## [Work instructions]
Write out the records again from the line with "Target = window tint" through the end of the records, changing every "tab character" to "tab" and leaving everything else as it is. Give only those lines.

## [Records for the task]
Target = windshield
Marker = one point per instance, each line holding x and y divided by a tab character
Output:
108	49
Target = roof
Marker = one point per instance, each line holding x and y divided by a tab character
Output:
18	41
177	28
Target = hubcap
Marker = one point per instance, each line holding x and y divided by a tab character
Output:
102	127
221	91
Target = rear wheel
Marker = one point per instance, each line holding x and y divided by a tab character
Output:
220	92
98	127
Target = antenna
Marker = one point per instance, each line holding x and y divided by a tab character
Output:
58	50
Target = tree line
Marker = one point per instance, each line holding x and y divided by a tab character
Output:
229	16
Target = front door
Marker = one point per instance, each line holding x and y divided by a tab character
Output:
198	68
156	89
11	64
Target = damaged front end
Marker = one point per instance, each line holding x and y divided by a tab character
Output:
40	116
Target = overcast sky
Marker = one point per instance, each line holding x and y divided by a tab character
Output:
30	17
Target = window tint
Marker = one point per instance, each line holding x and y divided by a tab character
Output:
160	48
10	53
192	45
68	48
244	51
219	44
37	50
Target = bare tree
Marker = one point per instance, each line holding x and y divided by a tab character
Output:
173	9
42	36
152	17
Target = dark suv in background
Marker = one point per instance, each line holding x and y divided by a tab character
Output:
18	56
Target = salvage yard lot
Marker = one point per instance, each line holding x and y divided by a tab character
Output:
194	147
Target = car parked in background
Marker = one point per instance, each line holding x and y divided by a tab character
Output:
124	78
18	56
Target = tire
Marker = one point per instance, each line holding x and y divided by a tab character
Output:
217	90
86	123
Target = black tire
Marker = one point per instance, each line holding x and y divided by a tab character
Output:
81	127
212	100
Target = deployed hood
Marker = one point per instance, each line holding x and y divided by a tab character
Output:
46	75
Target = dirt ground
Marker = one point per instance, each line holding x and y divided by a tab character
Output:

## [Response to this task]
Target = window tint
Marker = one point per instance, each line holding x and y divided by a tab
Output:
160	48
10	53
192	45
68	48
244	51
219	44
37	50
Target = bare tree
Marker = one point per instance, each line holding x and y divided by a tab
Output:
173	9
42	36
152	17
Target = dark suv in background
Marker = one point per instance, each line holding x and y divided by a tab
Output:
18	56
Target = salvage yard lot
Marker = one point per instance, each line holding x and y divided by a tab
Output:
194	147
Target = car parked in background
Marker = one point per instance, each line holding x and y divided by a tab
Output:
124	78
18	56
Target = tire
Marker = one point per instance, each line holding x and y divided by a tab
Output:
217	90
86	123
Target = black tire
Marker = one point per instance, each line holding x and y divided by a tab
Output:
81	127
212	100
Target = deployed hood
Marker = one point per instance, each line holding x and y divided by a tab
Output:
46	75
Target = dirt ground
Marker = one point per instance, each line holding x and y divided by a tab
Output:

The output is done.